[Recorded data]
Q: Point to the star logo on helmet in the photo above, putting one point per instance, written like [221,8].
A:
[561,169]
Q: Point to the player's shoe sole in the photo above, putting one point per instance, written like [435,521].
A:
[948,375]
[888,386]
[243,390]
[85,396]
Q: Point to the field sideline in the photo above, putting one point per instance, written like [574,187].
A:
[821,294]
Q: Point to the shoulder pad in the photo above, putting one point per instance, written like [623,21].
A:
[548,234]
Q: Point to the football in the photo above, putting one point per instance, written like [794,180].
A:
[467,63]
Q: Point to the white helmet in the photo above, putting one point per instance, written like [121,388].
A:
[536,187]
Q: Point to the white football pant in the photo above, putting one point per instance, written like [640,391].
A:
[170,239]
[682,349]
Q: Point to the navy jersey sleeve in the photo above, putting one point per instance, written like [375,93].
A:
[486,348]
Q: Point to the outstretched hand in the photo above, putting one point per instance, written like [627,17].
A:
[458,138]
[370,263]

* * *

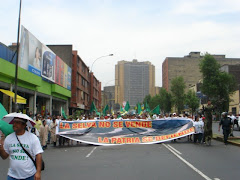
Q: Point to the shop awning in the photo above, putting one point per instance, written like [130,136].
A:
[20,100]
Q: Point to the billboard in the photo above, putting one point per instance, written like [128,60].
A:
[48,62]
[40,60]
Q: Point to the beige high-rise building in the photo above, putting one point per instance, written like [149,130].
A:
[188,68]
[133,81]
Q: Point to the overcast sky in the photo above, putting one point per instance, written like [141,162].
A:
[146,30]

## Work to be completed
List every line in the rows above that contains the string "football", matching case.

## Reply
Q: Point to the football in the photo above, putting one point per instance, written like [794,180].
Q: Point to the white football pant in the photo above, putting one point per instance, written like [640,391].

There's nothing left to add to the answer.